Dans leur mission, Joël Yenoui, représentant de la secrétaire exécutive d’Abomey-Calavi éclaire qu’après l’étape de recensement des besoins nécessitant une action, le secrétariat « organise une séance d’orientation budgétaire ». Cette séance a pour objectif dit-il, d’éclairer la population sur la ligne budgétaire à affecter à l’action à réaliser. Le représentant du Se d’Abomey-Calavi a assuré le long de sa communication qu’il y a également la reddition de compte. Qui n’est que le bilan financier des activités conduite par le secrétariat auquel il appartient. Par ailleurs, sur la question de l’utilisation du budget citoyen, Joël Yenoui argue que « des kakemonos ont déjà été réalisés ». Avec comme visée, les mettre dans les arrondissements. L’objectif est d’informer les populations sur comment est utilisé le budget citoyen. Par là-même, il assure que prochainement à travers les canaux d’information et de communication, diverses initiatives feront objet de communication.
= = = = =
Objectif 1: D'après le texte fourni, dans quel but des kakemonos doivent-ils être placés dans les arrondissements ? Répondez en une à trois phrases.
Objectif 2: Poursuivez le texte sur le budget citoyen d'Abomey-Calavi à partir de sa dernière phrase.

Données recueillies:
= = = = =
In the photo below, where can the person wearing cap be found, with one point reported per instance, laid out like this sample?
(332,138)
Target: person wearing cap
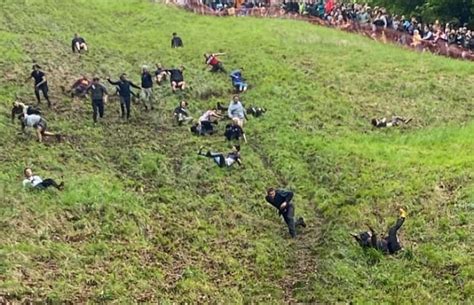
= = = = =
Résultat obtenu 1: Selon Joël Yenoui, ces kakemonos doivent informer les populations sur la manière dont le budget citoyen est utilisé.

Résultat obtenu 2:
Conflits d’attribution

Pour prendre le contre-pied de ce qu’a avancé l’autorité exécutive, le représentant de la mairie n’a pas hésité à questionner Joël Yenoui sur ce qu’est le budget citoyen. Celui-ci d’un air inquisitoire s’étonne de l’existence du budget citoyen. Plus loin, il révèle des dysfonctionnements au niveau des dotations pour le bon fonctionnement des conseils locaux et communaux. Depuis cette mandature, cette dotation « n’a jamais été exécutée » se désole Sébastien Dohou.

A comparer les attributions des élus locaux et des Se, une rivalité sans faille est animée des deux côtés. L’affectation de budget pour la réalisation de certaines actions se retrouvent hypothéquée. D’ailleurs, pour prévenir les cas de conflits d’attribution, des dispositifs ont été pris selon l’article 2 du décret n°2022-303 du 25 mai 2022 portant création, attribution, organisation et fonctionnement de la cellule de suivi et de contrôle de la gestion des communes. Ce qui prouve que l’État est conscient de ce que peut engendrer la nouvelle réforme structurelle.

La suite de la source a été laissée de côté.